Problem requirements: Here are records with pictures in them. Copy all of them exactly and leave the pictures out.
>> BEGIN Supplied entries
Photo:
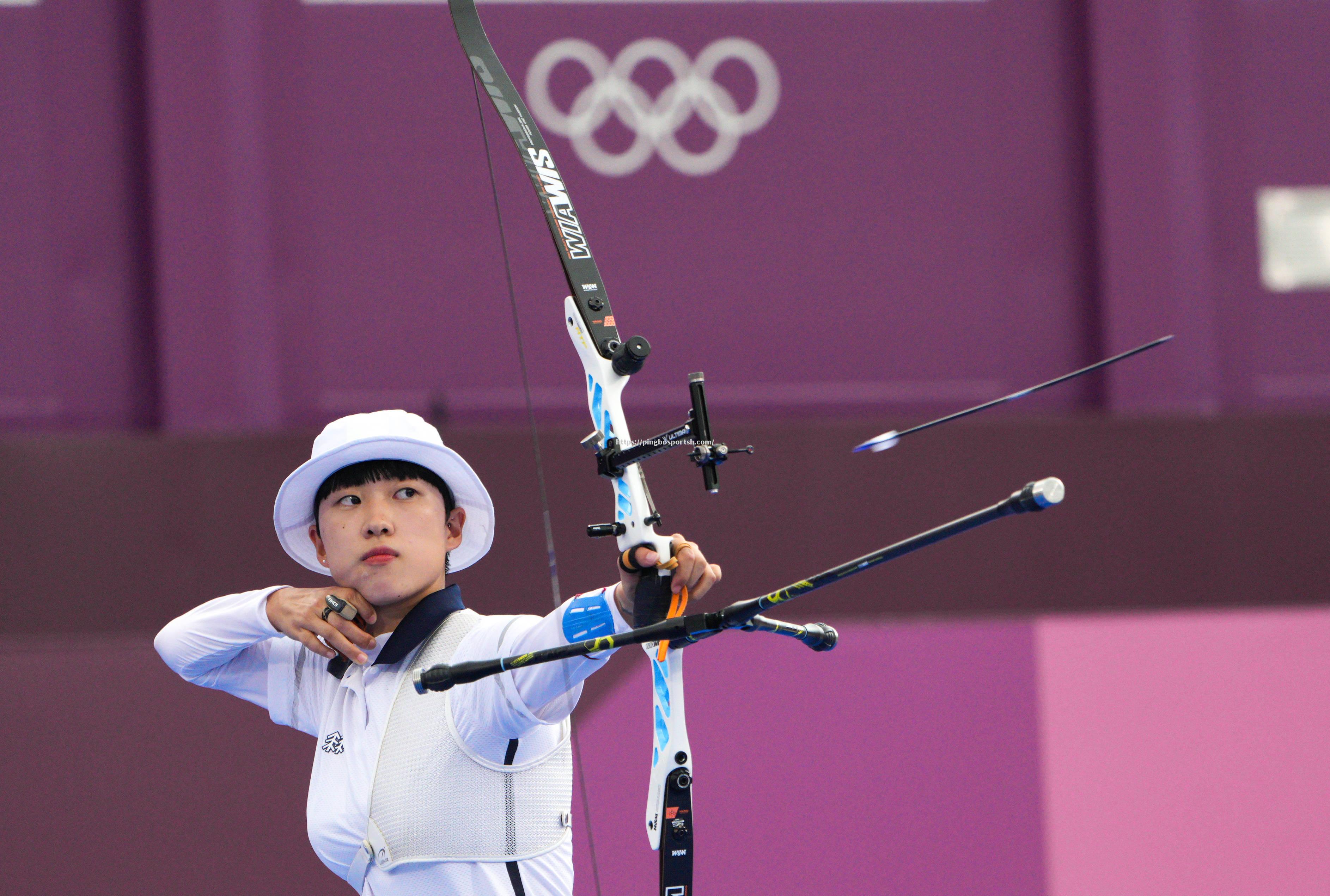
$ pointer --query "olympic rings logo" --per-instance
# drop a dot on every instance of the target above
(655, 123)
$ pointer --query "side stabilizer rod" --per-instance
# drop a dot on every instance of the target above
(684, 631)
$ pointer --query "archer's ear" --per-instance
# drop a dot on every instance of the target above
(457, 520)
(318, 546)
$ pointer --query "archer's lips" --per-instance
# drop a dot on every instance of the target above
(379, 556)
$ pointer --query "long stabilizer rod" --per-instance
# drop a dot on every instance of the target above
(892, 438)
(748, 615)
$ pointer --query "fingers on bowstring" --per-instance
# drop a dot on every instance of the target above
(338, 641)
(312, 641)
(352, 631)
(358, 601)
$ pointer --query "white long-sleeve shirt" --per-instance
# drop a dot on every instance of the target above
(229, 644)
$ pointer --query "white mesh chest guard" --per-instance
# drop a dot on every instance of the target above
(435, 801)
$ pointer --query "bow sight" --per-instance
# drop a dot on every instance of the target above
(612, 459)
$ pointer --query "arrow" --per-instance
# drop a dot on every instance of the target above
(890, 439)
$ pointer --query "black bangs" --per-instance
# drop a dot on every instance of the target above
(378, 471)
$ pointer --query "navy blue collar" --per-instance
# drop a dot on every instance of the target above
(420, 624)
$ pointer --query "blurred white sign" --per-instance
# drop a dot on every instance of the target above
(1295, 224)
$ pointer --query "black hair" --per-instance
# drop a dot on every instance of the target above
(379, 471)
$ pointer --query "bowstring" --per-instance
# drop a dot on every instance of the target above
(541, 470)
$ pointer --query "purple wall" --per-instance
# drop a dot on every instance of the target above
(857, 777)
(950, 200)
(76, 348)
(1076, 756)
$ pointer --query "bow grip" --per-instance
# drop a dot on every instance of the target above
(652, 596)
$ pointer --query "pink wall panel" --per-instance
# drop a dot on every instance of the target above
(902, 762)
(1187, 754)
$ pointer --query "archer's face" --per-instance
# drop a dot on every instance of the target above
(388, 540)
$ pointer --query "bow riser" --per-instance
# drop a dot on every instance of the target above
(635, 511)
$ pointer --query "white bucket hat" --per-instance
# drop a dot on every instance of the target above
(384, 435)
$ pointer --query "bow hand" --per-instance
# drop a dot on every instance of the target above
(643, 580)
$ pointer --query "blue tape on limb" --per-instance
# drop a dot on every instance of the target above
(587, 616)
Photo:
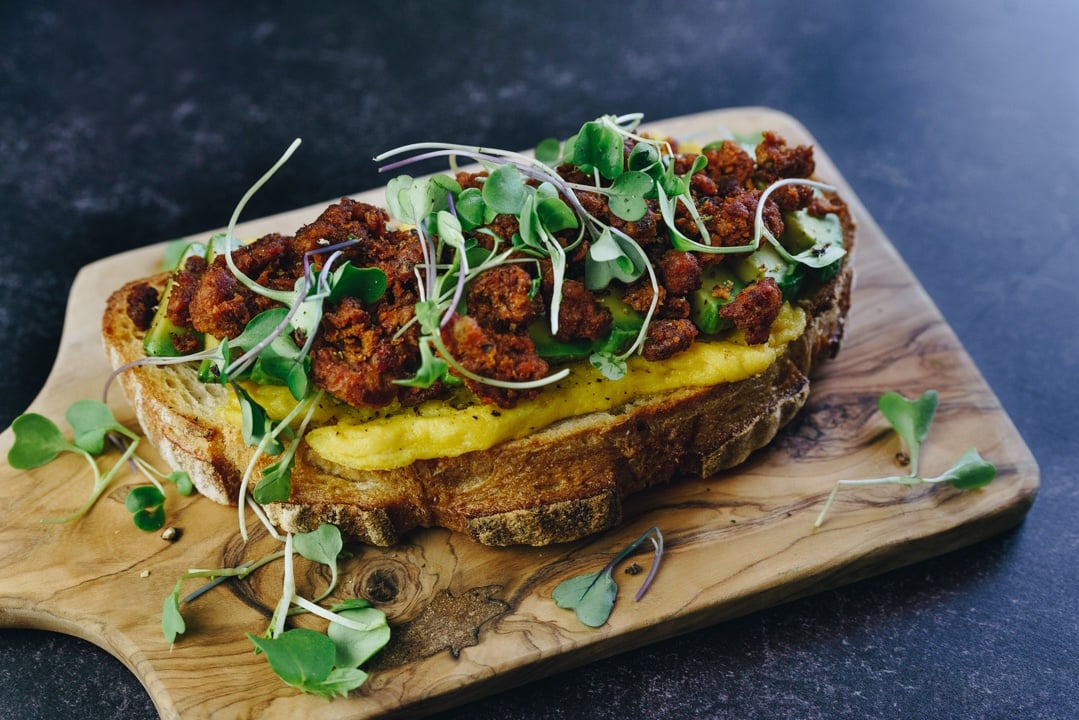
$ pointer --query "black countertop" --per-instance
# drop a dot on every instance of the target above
>> END Supplied entries
Response for this exercise:
Photo:
$ pointer --query "olympic rings logo" --per-instance
# drop a dot on every instance of the target above
(655, 123)
$ pointer --query "side stabilizer rod" --per-instance
# drop a dot on every instance of the target above
(684, 631)
$ pointer --query "archer's ear" --per-instance
# drop a dot on every instance of the target above
(457, 520)
(318, 546)
$ pointer --query "archer's lips" --per-instance
# drop a dot on every instance of the target above
(379, 556)
$ pointer --query "long stabilizer rod" --per-instance
# drop a dot on every instance of the target above
(892, 438)
(748, 615)
$ pointer --query "fingers on bowstring" --per-instance
# drop a dot on every instance of the target above
(338, 641)
(312, 641)
(352, 631)
(358, 601)
$ pointer --query "white long-sleeve shirt" --per-instance
# drop a dot on every instance of the target above
(229, 644)
$ pointer --query "white mesh chest guard" --per-instance
# drop a dot on every instance of the target above
(435, 801)
$ pointer --query "bow sight" --per-instance
# drop a dot on every instance of the target above
(612, 459)
$ pointer --query "arrow" --per-instance
# drop a dot on every instance of the target above
(890, 439)
$ pointer --query "black bangs" --per-instance
# drop a dot on every instance of the target above
(378, 471)
$ pointer --query "navy blue collar" --per-instance
# drop a dot on every instance of the target above
(420, 624)
$ pointer --query "blurred white sign" --per-instance
# drop a dot on every instance of the target above
(1295, 224)
$ pointer --query "black hair" --per-instance
# drop a dot on every instance of the target above
(379, 471)
$ pointer --query "bowstring" --per-instance
# drop a dot on every instance of the target above
(541, 470)
$ pointer --query "purple wall" --per-instance
# drop a dot on every instance of the target above
(857, 777)
(950, 200)
(76, 348)
(1076, 756)
$ pointer --query "bow grip" --per-instance
# drop a dot on every instance of the target above
(652, 596)
$ pointer --query "pink wall panel" --per-instance
# drop a dot on every instance of the target above
(902, 762)
(1187, 754)
$ pointer --query "archer's face" --per-instance
# drop a dot on every instance of the target above
(388, 540)
$ pointer --query "bow riser" --per-instance
# drop a dot on every instance of the target above
(635, 511)
$ pointer --query "white bucket hat" --per-instance
# drop a dot on every instance of the target above
(384, 435)
$ pointer --query "bow hand" --per-instance
# drop a dot on every instance of the target above
(643, 580)
$ pointer --query "blue tape on limb" --per-instance
# drop a dot on every instance of the target above
(587, 616)
Photo:
$ pointer --query "black countertop" --per-instance
# drop a dot on every instance of the target above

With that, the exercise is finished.